■ What you should do: In how many lines of the rows below does the word "from" appear? Give only the number.

■ Data to process:

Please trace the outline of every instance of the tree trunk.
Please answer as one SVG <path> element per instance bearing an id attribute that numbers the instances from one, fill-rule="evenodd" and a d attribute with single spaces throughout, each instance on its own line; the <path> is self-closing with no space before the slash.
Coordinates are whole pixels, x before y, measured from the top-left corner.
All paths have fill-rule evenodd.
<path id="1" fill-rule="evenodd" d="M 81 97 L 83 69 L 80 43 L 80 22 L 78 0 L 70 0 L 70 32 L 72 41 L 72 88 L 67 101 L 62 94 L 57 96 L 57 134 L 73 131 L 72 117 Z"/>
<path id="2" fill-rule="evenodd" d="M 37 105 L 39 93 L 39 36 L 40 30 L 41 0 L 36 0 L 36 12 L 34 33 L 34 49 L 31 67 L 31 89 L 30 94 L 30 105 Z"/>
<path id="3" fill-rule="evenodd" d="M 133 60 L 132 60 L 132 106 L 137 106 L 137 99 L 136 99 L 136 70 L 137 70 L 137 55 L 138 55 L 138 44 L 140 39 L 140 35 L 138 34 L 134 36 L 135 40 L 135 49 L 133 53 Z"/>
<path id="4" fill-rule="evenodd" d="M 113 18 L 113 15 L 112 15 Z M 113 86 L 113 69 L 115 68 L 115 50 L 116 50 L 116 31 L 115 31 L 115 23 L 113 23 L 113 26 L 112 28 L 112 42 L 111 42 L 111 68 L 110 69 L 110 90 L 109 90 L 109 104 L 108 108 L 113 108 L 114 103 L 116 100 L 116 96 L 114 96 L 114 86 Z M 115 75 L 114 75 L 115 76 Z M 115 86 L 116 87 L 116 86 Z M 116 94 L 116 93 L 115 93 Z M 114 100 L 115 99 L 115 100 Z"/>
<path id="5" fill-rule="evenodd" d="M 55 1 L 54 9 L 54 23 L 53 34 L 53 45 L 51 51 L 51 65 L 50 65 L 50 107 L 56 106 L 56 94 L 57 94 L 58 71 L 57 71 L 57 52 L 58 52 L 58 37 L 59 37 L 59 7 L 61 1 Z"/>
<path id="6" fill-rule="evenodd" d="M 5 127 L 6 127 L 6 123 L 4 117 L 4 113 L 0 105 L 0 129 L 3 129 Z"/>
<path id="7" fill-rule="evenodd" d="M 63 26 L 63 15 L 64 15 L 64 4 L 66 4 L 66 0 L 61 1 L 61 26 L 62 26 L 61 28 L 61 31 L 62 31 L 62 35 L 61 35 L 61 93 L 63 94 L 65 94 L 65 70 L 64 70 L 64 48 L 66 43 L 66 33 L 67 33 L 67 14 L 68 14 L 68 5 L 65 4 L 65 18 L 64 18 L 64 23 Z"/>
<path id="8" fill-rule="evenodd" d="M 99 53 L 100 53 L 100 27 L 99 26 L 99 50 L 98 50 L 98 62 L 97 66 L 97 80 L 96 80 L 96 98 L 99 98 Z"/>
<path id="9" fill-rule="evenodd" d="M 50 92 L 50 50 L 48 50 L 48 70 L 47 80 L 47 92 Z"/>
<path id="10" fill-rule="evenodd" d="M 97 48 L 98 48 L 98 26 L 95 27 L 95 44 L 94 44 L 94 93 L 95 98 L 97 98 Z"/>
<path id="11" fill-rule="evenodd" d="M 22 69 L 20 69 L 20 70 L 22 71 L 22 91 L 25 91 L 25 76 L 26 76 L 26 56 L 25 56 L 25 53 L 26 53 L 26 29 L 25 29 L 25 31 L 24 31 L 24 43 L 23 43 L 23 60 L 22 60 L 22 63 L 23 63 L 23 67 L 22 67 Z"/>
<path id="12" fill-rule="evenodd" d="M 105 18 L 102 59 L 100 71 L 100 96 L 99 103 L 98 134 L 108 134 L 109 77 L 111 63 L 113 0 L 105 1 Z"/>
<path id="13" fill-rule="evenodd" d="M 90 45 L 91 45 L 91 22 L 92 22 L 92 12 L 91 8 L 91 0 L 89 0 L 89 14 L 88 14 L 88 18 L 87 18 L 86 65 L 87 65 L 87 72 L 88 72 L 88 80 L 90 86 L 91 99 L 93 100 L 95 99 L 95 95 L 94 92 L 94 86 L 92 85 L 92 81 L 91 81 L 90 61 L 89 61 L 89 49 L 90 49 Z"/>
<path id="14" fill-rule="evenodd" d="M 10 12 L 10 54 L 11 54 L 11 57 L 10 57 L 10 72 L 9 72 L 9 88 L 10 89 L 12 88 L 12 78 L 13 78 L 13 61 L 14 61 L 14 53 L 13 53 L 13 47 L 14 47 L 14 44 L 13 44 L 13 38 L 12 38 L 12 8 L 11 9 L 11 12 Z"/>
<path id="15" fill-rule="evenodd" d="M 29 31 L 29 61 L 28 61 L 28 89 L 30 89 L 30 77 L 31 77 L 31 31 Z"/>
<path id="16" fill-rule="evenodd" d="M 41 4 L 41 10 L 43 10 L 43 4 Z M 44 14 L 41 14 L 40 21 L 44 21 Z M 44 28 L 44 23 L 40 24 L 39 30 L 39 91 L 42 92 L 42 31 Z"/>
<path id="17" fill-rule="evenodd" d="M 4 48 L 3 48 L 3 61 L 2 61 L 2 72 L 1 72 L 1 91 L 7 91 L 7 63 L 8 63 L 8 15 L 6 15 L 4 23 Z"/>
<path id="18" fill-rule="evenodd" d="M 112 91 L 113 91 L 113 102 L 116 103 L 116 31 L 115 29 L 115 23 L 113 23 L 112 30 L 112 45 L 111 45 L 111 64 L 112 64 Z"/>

■ Final result: 2